3# ... your code here ...
4# ... your code here ...
Example output:
Classification Report (VGG19):
precision recall f1-score support
ACER 1.00 0.89 0.94 27
CNAT 0.76 0.96 0.85 26
MCAV 0.89 0.77 0.83 31
accuracy 0.87 84
macro avg 0.88 0.87 0.87 84
weighted avg 0.88 0.87 0.87 84
Thought Challenge: Compare the performance of our VGG19 model to our previous CNN model. What are some major differences in the classification report? Are there still any problematic classes that the model is struggling with? If so, what do you think is causing this?
Step 4: Visualize Predictions from the Test Set
First, let’s take the raw predictions from our VGG19 model and organize them into a pandas DataFrame with four columns:
Filepath: Where each image is located
True Label: The actual species of coral in the image
Predicted Label: What our model thinks the species is
Confidence: How confident our model is in its prediction (0-1)
This organized DataFrame makes it easy to save our model’s predictions and create visualizations of the results.
1import os
2
3# Create a mapping from class indices to class names
4idx_to_class = {v: k for k, v in test_generator_vgg19.class_indices.items()}
5
6# The filenames already contain the full paths, so we can use them directly
7file_paths = test_generator_vgg19.filenames
8
9# Convert class indices to class names
10true_class_names = [idx_to_class[idx] for idx in vgg19_y_true]
11pred_class_names = [idx_to_class[idx] for idx in vgg19_y_pred]
12
13# Get the confidence scores for the predicted classes
14confidence_scores = [vgg19_pred_probs[i][pred_idx] for i, pred_idx in enumerate(vgg19_y_pred)]
15
16# Create the results DataFrame
17vgg19_results_df = pd.DataFrame({
18 'Filepath': file_paths,
19 'True Label': true_class_names,
20 'Predicted Label': pred_class_names,
21 'Confidence': confidence_scores
22})
23
24# Display first few rows
25print(vgg19_results_df.head())
Let’s display a few test images along with their predicted labels, true labels, and the model’s confidence scores.
This helps visually confirm whether predictions make sense – and helps identify patterns in misclassifications.
1from tensorflow.keras.preprocessing.image import load_img
2
3# Number of test images to show
4num_images = 8
5
6# Sample a few random rows from the test results
7sample_df = vgg19_results_df.sample(n=num_images, random_state=123).reset_index(drop=True)
8
9# Set up the plot grid
10plt.figure(figsize=(16, 8))
11for i in range(num_images):
12 row = sample_df.iloc[i]
13 img = load_img(row['Filepath'], target_size=(224, 224))
14
15 plt.subplot(2, num_images // 2, i + 1)
16 plt.imshow(img)
17 plt.axis('off')
———
## [Set of tasks]
**1)** Decide whether each statement below agrees with the VGG19 coral tutorial excerpt. Answer yes or no for each, and quote the words from the excerpt that settle it.
(a) The VGG19 model's recall for the CNAT class is 0.96.
(b) The predictions are organized into a DataFrame with five columns.
(c) The test images to display are sampled with a random state of 123.
**2)** Write the next part of the VGG19 coral tutorial excerpt, starting after its last line.

## [Excerpted data]
———
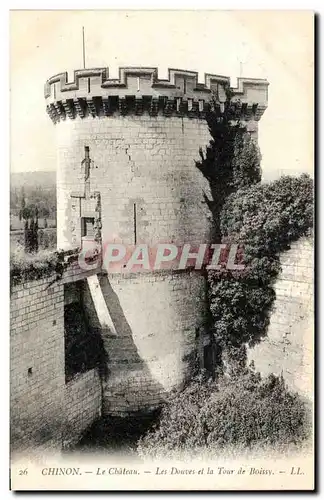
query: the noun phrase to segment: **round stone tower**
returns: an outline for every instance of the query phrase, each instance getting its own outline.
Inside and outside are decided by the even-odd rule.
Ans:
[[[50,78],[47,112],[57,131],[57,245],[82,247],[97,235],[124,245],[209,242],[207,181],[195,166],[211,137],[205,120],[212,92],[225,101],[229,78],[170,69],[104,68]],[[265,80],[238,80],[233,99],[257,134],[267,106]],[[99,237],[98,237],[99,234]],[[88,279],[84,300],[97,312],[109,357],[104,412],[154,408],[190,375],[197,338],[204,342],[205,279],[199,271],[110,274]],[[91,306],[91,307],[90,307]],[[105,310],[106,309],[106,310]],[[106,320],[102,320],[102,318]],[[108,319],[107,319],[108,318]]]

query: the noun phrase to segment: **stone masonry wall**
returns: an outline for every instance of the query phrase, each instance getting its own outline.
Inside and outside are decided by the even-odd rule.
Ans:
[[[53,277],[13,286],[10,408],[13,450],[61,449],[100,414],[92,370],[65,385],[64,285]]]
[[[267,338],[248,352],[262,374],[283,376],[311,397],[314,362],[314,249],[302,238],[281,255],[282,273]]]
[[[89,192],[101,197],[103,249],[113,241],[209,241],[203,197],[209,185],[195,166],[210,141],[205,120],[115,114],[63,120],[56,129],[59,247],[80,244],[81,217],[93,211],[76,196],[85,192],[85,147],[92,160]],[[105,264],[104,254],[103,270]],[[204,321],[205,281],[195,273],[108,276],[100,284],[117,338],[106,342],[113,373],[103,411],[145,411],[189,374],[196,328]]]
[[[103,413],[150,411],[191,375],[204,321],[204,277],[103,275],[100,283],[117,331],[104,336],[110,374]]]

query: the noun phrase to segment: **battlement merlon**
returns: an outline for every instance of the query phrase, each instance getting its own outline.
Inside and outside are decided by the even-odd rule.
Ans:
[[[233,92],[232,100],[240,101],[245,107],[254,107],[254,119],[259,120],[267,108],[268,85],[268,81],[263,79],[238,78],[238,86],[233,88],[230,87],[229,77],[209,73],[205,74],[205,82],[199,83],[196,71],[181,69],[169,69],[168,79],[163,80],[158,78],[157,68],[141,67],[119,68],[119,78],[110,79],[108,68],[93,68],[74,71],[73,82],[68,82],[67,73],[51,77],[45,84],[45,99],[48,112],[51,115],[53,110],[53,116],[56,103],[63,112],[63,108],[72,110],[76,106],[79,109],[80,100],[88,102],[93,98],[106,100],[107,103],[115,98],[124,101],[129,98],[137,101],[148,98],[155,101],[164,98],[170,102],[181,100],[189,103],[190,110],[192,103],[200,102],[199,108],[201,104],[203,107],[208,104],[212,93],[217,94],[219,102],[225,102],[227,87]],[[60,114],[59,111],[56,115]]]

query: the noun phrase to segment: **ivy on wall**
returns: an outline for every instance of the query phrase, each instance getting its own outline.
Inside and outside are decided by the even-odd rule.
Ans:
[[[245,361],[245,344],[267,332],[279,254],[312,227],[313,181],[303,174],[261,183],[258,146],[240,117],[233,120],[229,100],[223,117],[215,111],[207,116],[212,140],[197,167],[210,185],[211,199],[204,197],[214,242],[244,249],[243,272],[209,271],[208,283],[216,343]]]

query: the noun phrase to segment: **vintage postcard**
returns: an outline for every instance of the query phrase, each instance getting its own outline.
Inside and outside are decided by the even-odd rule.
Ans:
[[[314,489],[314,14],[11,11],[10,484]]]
———
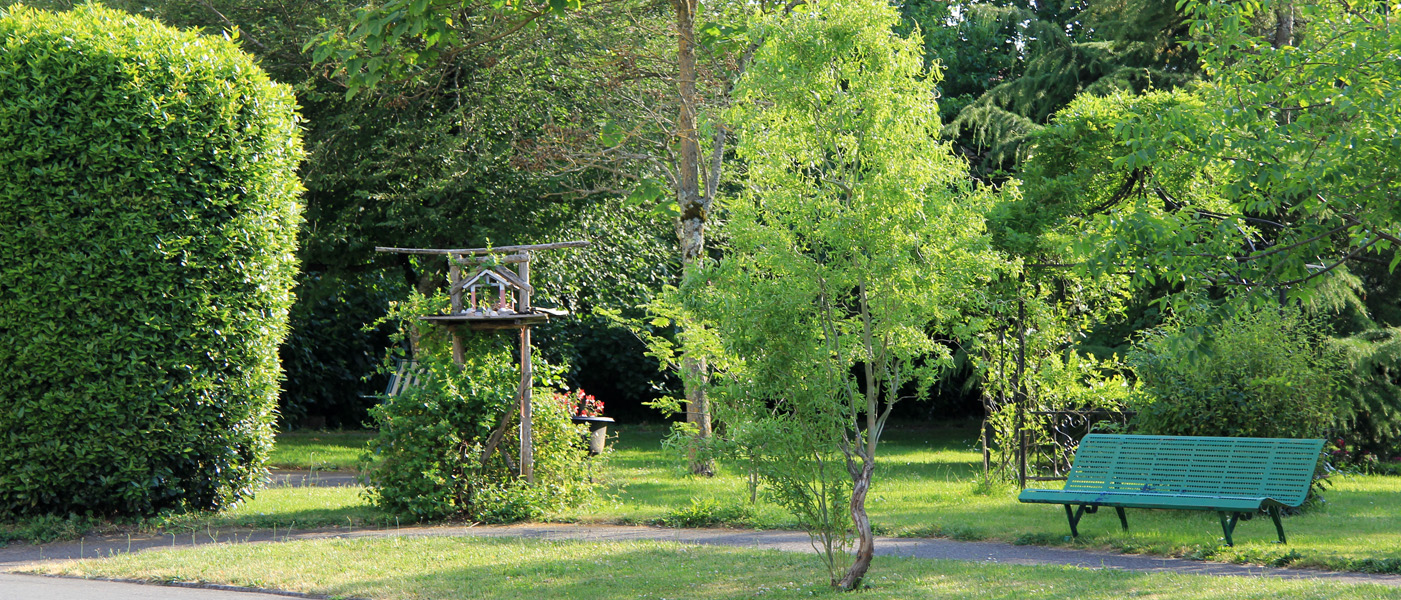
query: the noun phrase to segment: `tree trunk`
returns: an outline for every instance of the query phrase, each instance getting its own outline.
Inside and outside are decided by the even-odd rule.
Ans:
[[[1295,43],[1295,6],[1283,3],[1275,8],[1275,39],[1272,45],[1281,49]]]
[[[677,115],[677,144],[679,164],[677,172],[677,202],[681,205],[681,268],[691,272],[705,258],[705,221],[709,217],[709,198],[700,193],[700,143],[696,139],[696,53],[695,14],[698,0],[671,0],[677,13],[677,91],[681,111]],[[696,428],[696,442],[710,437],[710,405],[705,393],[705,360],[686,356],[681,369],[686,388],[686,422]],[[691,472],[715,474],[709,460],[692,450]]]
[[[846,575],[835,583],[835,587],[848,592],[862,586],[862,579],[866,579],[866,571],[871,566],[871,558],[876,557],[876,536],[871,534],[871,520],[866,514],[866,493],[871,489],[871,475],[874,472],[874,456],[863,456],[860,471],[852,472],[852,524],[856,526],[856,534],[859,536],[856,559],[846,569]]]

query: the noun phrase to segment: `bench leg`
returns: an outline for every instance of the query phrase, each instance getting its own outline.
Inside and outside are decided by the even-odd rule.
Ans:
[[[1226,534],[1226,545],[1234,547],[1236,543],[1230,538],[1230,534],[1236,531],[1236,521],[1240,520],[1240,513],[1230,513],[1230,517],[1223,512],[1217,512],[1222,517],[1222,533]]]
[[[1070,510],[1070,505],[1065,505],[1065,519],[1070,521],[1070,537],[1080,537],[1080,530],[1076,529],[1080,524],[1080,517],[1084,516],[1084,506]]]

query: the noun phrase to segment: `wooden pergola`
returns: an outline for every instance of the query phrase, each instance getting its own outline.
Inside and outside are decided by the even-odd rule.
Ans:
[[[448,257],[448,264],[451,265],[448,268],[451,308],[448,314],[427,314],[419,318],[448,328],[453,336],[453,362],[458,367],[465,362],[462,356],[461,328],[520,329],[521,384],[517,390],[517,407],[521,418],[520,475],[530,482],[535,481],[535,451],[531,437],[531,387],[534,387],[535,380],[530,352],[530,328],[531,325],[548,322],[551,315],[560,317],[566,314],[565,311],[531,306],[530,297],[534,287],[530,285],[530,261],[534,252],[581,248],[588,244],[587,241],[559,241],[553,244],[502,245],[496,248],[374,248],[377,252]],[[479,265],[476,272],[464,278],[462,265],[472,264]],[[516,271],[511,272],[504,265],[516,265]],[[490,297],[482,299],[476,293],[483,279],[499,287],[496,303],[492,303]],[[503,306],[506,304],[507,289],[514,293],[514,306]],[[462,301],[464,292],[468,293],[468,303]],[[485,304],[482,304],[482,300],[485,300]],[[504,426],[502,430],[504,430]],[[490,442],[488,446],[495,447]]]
———
## [Exercise responses]
**1)**
(a) Yes: "CNAT 0.76 0.96 0.85 26"
(b) No: "organize them into a pandas DataFrame with four columns"
(c) Yes: "vgg19_results_df.sample(n=num_images, random_state=123)"

**2)**
18
19 # Determine color based on prediction accuracy
20 is_correct = row['Predicted Label'] == row['True Label']
21 color = 'green' if is_correct else 'red'
22
23 # Create title with colored text
24 title = f"Pred: {row['Predicted Label']}\nTrue: {row['True Label']}\nConf: {row['Confidence']:.2f}"
25 plt.title(title, fontsize=10, color=color)
26
27plt.suptitle("Sample Predictions", fontsize=12)
28plt.show()
Final Thoughts and Wrap-Up
Congratulations!
You have successfully built and trained a Convolutional Neural Network (CNN) using the VGG19 architecture to classify coral species.
You learned how to implement and utilize training callbacks to optimize the model’s performance.
You explored the importance of data preprocessing and augmentation in improving model accuracy.
You gained insights into the practical application of deep learning in biological data analysis.
To further enhance your model, consider the following ideas:
Fine-tune VGG19: Unfreeze some of the deeper convolutional layers and retrain the model to better adapt to your specific dataset.
Explore Other Architectures: Experiment with different pre-trained models like ResNet or Inception to compare their performance with VGG19.
Enhance Data Augmentation: Implement more aggressive data augmentation techniques such as color jitter, brightness shifts, cropping, and noise addition to increase model robustness.
Improve Image Quality: Apply image cleaning or filtering techniques to enhance the quality of your dataset.
Optimize Model Architecture: Consider adding Batch Normalization, Dropout, or other regularization techniques to improve model generalization.
—
Thank you for following along! You’ve made significant progress in understanding how deep learning can be applied to real-world biological data. Keep experimenting and learning!